WRITTEN PROBLEM: Copy out the listing below word for word, leaving out the pictures.

RECORDS SHOWN:

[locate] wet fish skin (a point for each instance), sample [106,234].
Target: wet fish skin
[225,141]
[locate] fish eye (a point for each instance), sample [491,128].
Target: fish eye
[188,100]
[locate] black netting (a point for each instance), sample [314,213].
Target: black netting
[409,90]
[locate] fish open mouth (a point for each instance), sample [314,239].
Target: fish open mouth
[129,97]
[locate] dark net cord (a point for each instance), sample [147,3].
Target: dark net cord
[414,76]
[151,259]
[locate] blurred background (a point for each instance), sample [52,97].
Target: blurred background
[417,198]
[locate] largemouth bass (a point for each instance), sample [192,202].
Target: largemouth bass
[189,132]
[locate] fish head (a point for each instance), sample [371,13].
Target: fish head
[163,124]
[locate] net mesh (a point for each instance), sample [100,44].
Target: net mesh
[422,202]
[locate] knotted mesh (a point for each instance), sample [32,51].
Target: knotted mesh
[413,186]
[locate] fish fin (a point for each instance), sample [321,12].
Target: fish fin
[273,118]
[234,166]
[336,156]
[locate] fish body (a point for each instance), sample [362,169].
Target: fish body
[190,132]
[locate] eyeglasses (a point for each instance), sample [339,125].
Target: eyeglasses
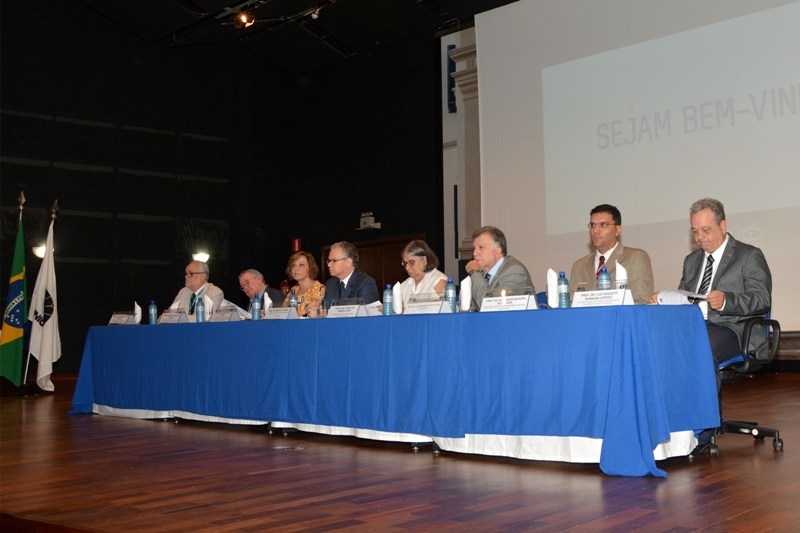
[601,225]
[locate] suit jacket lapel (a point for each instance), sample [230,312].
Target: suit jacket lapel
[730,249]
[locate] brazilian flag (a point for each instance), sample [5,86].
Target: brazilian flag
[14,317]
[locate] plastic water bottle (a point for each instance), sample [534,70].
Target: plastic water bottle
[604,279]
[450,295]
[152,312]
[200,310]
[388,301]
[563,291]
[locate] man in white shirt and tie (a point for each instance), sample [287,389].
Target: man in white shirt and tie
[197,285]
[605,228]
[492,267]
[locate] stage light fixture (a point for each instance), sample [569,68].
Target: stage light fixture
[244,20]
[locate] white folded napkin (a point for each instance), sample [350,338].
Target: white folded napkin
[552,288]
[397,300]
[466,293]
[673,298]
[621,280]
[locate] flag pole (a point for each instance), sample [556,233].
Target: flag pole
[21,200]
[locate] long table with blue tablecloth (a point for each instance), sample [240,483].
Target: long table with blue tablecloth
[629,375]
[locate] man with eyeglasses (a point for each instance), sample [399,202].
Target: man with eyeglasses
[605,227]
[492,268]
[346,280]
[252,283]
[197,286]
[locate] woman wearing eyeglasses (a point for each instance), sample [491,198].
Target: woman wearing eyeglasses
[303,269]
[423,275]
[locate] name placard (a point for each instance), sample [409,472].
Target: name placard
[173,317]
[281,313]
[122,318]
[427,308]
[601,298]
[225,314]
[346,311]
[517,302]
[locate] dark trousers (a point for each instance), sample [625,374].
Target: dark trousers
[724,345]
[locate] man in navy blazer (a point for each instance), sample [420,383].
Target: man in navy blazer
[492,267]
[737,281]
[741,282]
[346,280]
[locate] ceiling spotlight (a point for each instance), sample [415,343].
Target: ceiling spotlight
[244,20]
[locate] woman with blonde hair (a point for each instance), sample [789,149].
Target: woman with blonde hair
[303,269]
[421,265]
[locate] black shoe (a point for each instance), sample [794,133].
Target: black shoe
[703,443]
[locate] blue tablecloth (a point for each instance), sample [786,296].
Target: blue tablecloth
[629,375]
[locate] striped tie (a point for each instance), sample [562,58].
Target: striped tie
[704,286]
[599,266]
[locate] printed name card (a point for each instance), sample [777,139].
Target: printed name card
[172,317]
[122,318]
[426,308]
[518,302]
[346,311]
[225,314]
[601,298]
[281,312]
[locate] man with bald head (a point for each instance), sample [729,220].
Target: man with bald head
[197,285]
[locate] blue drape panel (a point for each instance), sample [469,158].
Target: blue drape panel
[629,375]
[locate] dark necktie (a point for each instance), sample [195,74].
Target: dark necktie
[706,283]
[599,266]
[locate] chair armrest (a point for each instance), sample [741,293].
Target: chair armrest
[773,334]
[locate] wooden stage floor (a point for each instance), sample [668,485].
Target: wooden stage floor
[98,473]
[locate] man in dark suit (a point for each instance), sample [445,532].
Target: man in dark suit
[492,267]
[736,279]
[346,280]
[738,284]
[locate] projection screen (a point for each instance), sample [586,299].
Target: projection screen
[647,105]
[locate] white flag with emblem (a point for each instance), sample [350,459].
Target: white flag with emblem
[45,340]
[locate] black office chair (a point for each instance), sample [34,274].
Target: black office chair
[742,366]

RESULT FOR THIS TASK:
[locate] wet fish skin (a point for each instance), sample [106,234].
Target: wet fish skin
[225,141]
[locate] fish eye (a point for each instance), sample [491,128].
Target: fish eye
[188,100]
[locate] black netting (a point for each instance), sample [314,213].
Target: black netting
[409,90]
[locate] fish open mouth (a point for each instance), sample [314,239].
Target: fish open mouth
[129,97]
[locate] dark net cord (a point for each instance), sample [147,3].
Target: dark net cord
[414,76]
[151,259]
[locate] blurred background (a point for each instance), sample [52,97].
Target: blurred background
[417,198]
[locate] largemouth bass (a point for each instance), sample [192,202].
Target: largemouth bass
[189,132]
[locate] fish head (a point for each instance), sample [371,13].
Target: fish head
[163,124]
[locate] net mesh (a point for each instance), sample [100,44].
Target: net mesh
[422,202]
[locate] knotted mesh (a point for each instance), sample [32,51].
Target: knotted mesh
[413,186]
[locate] fish fin (a point for each instance), sample [321,12].
Target: fish fin
[273,118]
[234,166]
[336,156]
[locate] fish body (a point for each instance), sample [362,169].
Target: fish body
[190,132]
[locate] eyeglasses (a point for each instance), sample [339,125].
Target: eyeglasses
[601,225]
[locate] suit jacket lapel (a point for each instance), sample [230,312].
Target: suit jacket lapel
[730,249]
[locate] brazilian flag (a point for each instance), sample [5,86].
Target: brazilian flag
[14,317]
[locate] plastic water bottle (a point for each instance), sample [534,70].
Target: plastic water bottle
[604,279]
[450,295]
[152,312]
[200,310]
[388,301]
[563,291]
[locate] man in white shirt and tie (a point for each instance), sample [287,389].
Target: man in white shirt and tie
[197,285]
[605,228]
[492,267]
[locate] stage light fixture (a point for each instance), sample [569,68].
Target: stage light fixture
[244,20]
[locate] white folded napkin (a point for each instance), sample [350,338].
Target: white folded napkin
[552,288]
[397,300]
[466,293]
[673,298]
[621,280]
[locate] flag pole (a point for each instance), sample [556,233].
Target: flag pole
[21,200]
[locate] long table with blue tablecloth (a point for each instance), sample [240,483].
Target: long table with blue tablecloth
[629,375]
[locate] man with eyeglasses (a point for each instance), sample [399,202].
Target: man with eyeglasses
[605,227]
[492,268]
[346,280]
[252,283]
[197,286]
[locate] woman wearing eyeglasses (a point for each instance), sample [491,198].
Target: woman wearing eyeglasses
[303,269]
[423,275]
[locate] name placard (a point for each instance), sample [409,472].
Target: name placard
[173,317]
[281,313]
[122,318]
[427,308]
[601,298]
[225,314]
[346,311]
[517,302]
[locate] dark trousers (a point for each instance), sample [625,374].
Target: dark trousers
[724,345]
[locate] man in navy blazer (a point for each instance), sample [420,383].
Target: man in navy blazer
[492,267]
[737,281]
[741,282]
[346,280]
[locate] ceiling spotlight (a point for each instance), sample [415,343].
Target: ceiling spotlight
[244,20]
[locate] woman with blonde hair (a point for each instance), sample [789,149].
Target: woman with blonde hair
[303,269]
[421,265]
[locate] black shoe (a point for each instance), sample [794,133].
Target: black shoe
[703,443]
[locate] blue tablecloth (a point for each instance), sample [786,296].
Target: blue tablecloth
[629,375]
[locate] striped tie (a point for each instance), sample [562,58].
Target: striped tie
[704,286]
[599,266]
[locate] printed name card (a point for each instance), sample [777,139].
Target: printed name card
[172,317]
[122,318]
[426,308]
[518,302]
[346,311]
[225,314]
[601,298]
[281,312]
[locate] man with bald head (a point for each instance), sample [729,220].
Target: man with bald head
[197,285]
[locate] blue drape panel (a point for each instance), sample [469,158].
Target: blue drape panel
[629,375]
[locate] dark necktie (a point for each instance), sample [195,74].
Target: dark necktie
[706,283]
[599,266]
[locate] chair armrest (a point for each instance), sample [741,293].
Target: chair armrest
[773,334]
[locate] wooden stage floor (a point for each instance), sample [668,485].
Target: wooden stage floor
[98,473]
[locate] man in dark suit (a point for each instance), sample [445,532].
Target: man in dark suit
[492,267]
[736,279]
[346,280]
[738,284]
[locate] projection screen (a point for each instance), sample [586,299].
Target: projection screen
[647,105]
[locate] white flag with emblem (a point for each instance), sample [350,459].
Target: white flag with emblem
[45,340]
[locate] black office chair (a point for each instance), sample [34,274].
Target: black office chair
[742,366]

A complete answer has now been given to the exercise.